### EXTRAIT FOURNI
M. Jean Arthuis. C’est pourquoi, monsieur le président, je maintiens mon amendement.

M. le président. La parole est à M. le ministre.

M. Éric Woerth, ministre. Ce débat sur l’article 40 est extrêmement important et je note que des voix très autorisées se sont exprimées dans des sens différents.

Pour le Gouvernement, l’article 40 est un article sage, au regard tant de la qualité des débats parlementaires que de nos finances publiques et aussi de l’image internationale de la France. Ce n’est donc pas une petite affaire.

Aussi, je demande un scrutin public sur les amendements identiques nos 146, 200 et 467 visant à abroger l’article 40 de la Constitution.

M. Philippe Marini. Très bien !

M. le président. Je mets aux voix les amendements identiques nos 146, 200 et 467.

Je suis saisi d'une demande de scrutin public émanant du Gouvernement.

Il va être procédé au scrutin dans les conditions fixées par l'article 56 du règlement.

(Le scrutin a lieu.)

M. le président. Personne ne demande plus à voter ?…

Le scrutin est clos.

(Il est procédé au comptage des votes.)

M. le président. Voici le résultat du dépouillement du scrutin n° 104 :

Nombre de votants 328
Nombre de suffrages exprimés 326
Majorité absolue des suffrages exprimés 164
Pour l’adoption 155
Contre 171

Le Sénat n'a pas adopté.

M. le président. La parole est à M. Michel Charasse, pour explication de vote sur l'amendement n° 48 rectifié.

Éléments d'étiquetage des contours
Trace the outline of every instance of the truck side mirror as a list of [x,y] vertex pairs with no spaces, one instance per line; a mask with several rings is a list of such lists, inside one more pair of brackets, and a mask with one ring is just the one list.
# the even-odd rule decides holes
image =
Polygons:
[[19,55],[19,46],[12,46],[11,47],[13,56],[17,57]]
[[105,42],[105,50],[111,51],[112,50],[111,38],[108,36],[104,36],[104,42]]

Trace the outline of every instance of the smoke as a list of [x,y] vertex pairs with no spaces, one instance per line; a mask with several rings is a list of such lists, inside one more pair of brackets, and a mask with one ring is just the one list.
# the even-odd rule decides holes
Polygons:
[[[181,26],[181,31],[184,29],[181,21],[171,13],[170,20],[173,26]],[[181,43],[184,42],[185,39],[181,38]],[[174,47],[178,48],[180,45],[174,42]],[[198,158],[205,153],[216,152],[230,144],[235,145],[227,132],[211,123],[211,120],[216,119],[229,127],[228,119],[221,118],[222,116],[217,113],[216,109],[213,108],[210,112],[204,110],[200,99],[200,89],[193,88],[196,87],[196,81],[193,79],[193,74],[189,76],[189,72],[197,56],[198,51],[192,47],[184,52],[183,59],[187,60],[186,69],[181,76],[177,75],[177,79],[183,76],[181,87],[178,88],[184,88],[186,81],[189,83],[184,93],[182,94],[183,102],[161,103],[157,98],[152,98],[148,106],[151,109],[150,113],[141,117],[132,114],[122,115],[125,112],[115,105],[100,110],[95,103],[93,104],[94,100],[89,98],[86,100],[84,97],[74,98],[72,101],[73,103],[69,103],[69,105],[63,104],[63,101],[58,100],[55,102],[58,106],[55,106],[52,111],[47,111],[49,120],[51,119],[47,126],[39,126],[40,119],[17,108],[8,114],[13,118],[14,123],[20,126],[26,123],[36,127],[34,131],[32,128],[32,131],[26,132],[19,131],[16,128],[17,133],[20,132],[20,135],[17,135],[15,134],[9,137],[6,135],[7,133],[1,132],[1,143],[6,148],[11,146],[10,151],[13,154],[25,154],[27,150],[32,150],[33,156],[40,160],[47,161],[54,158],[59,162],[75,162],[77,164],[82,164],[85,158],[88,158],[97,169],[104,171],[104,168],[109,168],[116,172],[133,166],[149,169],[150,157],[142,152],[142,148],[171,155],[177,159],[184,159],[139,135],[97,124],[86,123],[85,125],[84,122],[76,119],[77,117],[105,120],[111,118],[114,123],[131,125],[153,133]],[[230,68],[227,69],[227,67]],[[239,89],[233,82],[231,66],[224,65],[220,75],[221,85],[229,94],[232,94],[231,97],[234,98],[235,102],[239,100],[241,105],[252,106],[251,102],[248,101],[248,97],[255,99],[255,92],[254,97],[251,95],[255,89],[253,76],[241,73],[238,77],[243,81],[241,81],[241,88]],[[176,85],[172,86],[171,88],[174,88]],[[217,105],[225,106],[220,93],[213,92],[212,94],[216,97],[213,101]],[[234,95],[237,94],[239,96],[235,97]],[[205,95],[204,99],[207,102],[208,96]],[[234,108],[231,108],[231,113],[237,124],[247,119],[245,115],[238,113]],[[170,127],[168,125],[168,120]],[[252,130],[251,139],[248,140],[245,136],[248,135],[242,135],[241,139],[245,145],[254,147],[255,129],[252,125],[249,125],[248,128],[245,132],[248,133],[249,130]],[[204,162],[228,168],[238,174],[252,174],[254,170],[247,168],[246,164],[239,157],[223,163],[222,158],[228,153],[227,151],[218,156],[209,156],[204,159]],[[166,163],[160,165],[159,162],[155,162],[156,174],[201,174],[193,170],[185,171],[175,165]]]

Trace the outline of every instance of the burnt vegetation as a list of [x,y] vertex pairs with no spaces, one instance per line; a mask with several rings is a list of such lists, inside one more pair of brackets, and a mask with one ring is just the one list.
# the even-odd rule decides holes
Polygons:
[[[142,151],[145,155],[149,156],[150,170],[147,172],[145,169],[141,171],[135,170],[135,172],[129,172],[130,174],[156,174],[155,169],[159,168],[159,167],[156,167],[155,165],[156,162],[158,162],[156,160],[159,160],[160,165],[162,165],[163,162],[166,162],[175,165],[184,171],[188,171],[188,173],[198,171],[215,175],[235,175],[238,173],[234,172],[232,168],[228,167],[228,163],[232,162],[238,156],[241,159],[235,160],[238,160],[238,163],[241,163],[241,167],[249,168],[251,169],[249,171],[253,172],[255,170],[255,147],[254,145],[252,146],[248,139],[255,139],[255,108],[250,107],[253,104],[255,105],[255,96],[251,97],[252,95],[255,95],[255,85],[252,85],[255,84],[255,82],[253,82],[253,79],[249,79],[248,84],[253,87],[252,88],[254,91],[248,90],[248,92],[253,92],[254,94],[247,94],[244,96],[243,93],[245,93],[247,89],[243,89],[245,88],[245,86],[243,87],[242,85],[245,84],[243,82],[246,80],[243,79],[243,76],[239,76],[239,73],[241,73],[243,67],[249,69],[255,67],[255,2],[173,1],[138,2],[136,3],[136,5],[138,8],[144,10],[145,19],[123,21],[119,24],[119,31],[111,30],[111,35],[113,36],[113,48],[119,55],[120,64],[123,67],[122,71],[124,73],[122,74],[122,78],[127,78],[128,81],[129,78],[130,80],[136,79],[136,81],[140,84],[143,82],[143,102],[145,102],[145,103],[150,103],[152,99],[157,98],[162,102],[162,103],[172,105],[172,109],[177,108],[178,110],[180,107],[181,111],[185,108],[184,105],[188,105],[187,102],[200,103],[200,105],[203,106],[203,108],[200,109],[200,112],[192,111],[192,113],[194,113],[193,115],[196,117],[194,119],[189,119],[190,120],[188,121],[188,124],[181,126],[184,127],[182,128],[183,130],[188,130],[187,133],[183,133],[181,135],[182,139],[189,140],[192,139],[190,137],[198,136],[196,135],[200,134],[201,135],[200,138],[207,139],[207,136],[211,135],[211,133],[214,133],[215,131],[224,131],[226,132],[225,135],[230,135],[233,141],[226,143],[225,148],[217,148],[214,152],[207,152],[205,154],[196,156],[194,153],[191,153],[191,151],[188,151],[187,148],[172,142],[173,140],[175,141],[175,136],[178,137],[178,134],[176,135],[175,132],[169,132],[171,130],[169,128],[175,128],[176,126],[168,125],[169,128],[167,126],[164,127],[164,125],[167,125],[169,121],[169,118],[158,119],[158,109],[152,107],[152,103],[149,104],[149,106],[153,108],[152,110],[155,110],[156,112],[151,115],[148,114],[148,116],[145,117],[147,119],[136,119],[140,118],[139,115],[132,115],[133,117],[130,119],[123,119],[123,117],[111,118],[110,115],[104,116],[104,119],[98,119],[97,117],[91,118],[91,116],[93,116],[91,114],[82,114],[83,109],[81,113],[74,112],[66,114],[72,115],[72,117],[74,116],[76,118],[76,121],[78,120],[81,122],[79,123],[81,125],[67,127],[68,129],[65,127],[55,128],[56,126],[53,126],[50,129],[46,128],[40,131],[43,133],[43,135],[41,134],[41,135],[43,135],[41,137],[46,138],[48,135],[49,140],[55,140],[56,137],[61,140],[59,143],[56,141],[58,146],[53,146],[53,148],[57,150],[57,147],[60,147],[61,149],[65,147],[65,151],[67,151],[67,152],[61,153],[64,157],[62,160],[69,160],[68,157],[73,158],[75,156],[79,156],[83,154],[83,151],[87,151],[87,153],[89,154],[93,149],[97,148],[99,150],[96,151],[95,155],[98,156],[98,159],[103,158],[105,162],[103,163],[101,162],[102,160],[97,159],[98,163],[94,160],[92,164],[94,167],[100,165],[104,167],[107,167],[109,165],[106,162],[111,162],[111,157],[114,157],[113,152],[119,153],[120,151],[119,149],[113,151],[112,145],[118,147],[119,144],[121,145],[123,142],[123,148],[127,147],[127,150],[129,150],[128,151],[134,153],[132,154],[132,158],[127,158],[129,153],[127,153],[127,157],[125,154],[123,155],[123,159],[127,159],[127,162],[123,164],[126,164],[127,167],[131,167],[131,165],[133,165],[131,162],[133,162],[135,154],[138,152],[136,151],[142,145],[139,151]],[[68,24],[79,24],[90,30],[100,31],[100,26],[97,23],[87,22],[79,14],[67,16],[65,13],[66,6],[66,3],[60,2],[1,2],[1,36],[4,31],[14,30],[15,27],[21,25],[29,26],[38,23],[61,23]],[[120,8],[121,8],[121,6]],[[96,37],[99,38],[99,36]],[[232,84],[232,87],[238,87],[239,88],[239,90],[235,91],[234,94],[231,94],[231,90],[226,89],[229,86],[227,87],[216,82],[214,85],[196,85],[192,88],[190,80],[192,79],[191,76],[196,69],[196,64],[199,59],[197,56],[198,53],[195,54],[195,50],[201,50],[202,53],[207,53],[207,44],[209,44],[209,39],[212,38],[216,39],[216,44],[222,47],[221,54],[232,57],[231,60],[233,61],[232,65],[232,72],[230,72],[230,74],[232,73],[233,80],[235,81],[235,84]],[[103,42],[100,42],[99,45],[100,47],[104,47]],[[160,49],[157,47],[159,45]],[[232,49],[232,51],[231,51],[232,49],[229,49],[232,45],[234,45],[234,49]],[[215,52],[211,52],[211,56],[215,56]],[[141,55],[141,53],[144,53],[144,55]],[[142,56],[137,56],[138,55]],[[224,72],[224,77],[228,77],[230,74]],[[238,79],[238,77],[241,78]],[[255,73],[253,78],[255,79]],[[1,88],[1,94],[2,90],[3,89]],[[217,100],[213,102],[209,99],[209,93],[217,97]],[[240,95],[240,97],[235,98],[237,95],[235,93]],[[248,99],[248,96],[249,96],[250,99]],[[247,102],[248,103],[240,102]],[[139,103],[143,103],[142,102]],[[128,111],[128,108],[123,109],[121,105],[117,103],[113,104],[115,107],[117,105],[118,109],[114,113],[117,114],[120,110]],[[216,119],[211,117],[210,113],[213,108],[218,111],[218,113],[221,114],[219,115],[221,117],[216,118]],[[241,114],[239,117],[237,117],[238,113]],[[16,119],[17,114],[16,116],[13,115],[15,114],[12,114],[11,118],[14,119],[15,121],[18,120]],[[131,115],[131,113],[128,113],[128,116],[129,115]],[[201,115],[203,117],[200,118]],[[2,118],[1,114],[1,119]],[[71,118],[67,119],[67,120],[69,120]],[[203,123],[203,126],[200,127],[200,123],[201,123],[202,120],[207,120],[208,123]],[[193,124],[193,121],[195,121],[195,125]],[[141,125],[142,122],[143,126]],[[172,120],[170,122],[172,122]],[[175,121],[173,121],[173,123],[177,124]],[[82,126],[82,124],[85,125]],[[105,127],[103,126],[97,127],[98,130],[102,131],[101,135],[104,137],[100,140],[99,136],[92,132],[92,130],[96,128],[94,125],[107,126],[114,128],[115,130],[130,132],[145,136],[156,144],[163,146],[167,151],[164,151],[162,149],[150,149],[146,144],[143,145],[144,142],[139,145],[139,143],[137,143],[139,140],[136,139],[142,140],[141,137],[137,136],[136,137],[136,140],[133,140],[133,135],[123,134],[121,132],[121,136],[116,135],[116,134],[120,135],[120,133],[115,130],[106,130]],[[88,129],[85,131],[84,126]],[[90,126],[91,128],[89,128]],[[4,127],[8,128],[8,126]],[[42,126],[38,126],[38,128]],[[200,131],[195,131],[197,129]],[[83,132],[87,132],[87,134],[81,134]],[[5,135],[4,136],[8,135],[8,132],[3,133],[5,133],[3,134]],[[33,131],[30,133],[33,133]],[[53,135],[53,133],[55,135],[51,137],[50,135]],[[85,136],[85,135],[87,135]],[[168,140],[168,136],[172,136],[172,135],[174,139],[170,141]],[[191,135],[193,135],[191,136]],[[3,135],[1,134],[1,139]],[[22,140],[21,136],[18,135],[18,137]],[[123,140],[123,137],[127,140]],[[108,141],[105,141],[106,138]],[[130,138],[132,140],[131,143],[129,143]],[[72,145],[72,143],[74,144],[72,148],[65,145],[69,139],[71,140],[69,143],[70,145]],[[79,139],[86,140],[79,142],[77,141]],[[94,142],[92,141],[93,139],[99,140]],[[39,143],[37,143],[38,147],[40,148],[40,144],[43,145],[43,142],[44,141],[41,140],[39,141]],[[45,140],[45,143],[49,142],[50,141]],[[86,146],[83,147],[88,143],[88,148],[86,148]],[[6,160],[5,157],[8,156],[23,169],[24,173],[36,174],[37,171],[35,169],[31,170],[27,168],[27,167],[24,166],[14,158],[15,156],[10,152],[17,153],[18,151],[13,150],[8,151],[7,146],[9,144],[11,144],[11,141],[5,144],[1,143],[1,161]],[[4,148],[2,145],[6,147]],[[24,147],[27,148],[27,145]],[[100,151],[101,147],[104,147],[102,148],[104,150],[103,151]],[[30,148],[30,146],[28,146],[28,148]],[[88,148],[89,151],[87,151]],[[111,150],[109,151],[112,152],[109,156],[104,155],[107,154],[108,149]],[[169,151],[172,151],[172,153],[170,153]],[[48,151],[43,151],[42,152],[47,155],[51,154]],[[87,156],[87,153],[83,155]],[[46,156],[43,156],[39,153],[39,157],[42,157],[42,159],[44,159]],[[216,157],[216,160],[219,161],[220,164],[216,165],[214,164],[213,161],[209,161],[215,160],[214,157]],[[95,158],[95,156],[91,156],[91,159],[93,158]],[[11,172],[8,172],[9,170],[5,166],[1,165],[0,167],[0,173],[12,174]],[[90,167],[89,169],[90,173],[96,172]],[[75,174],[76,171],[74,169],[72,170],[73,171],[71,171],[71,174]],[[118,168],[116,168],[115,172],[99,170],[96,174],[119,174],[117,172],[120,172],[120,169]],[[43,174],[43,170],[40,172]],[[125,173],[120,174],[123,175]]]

### PROBLÈME POSÉ
Recopiez intégralement, sans la moindre modification, le compte rendu du débat au Sénat sur l'article 40 de la Constitution.

### RÉPONSE COMPLÈTE
M. Jean Arthuis. C’est pourquoi, monsieur le président, je maintiens mon amendement.

M. le président. La parole est à M. le ministre.

M. Éric Woerth, ministre. Ce débat sur l’article 40 est extrêmement important et je note que des voix très autorisées se sont exprimées dans des sens différents.

Pour le Gouvernement, l’article 40 est un article sage, au regard tant de la qualité des débats parlementaires que de nos finances publiques et aussi de l’image internationale de la France. Ce n’est donc pas une petite affaire.

Aussi, je demande un scrutin public sur les amendements identiques nos 146, 200 et 467 visant à abroger l’article 40 de la Constitution.

M. Philippe Marini. Très bien !

M. le président. Je mets aux voix les amendements identiques nos 146, 200 et 467.

Je suis saisi d'une demande de scrutin public émanant du Gouvernement.

Il va être procédé au scrutin dans les conditions fixées par l'article 56 du règlement.

(Le scrutin a lieu.)

M. le président. Personne ne demande plus à voter ?…

Le scrutin est clos.

(Il est procédé au comptage des votes.)

M. le président. Voici le résultat du dépouillement du scrutin n° 104 :

Nombre de votants 328
Nombre de suffrages exprimés 326
Majorité absolue des suffrages exprimés 164
Pour l’adoption 155
Contre 171

Le Sénat n'a pas adopté.

M. le président. La parole est à M. Michel Charasse, pour explication de vote sur l'amendement n° 48 rectifié.